*** Opening Data records ***

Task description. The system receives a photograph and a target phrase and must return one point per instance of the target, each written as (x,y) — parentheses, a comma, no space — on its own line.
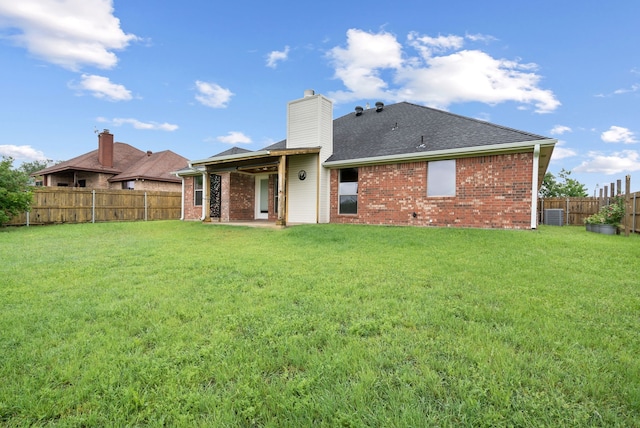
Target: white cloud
(377,66)
(101,87)
(560,129)
(275,56)
(618,134)
(615,163)
(212,94)
(561,152)
(151,126)
(359,64)
(234,137)
(26,153)
(427,46)
(69,33)
(634,88)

*** Closing Data records ***

*What this task involves*
Your task is a word-for-word transcription of the entries, leaving out all pictures.

*Reply*
Task description. The system receives a photograph and a target phrase and must return one point per instance of the target, each written as (x,y) — parentheses, a comma, no space — on its own line.
Target: white cloud
(377,66)
(101,87)
(560,129)
(275,56)
(618,134)
(615,163)
(212,94)
(561,152)
(151,126)
(359,64)
(234,137)
(26,153)
(427,46)
(69,33)
(634,88)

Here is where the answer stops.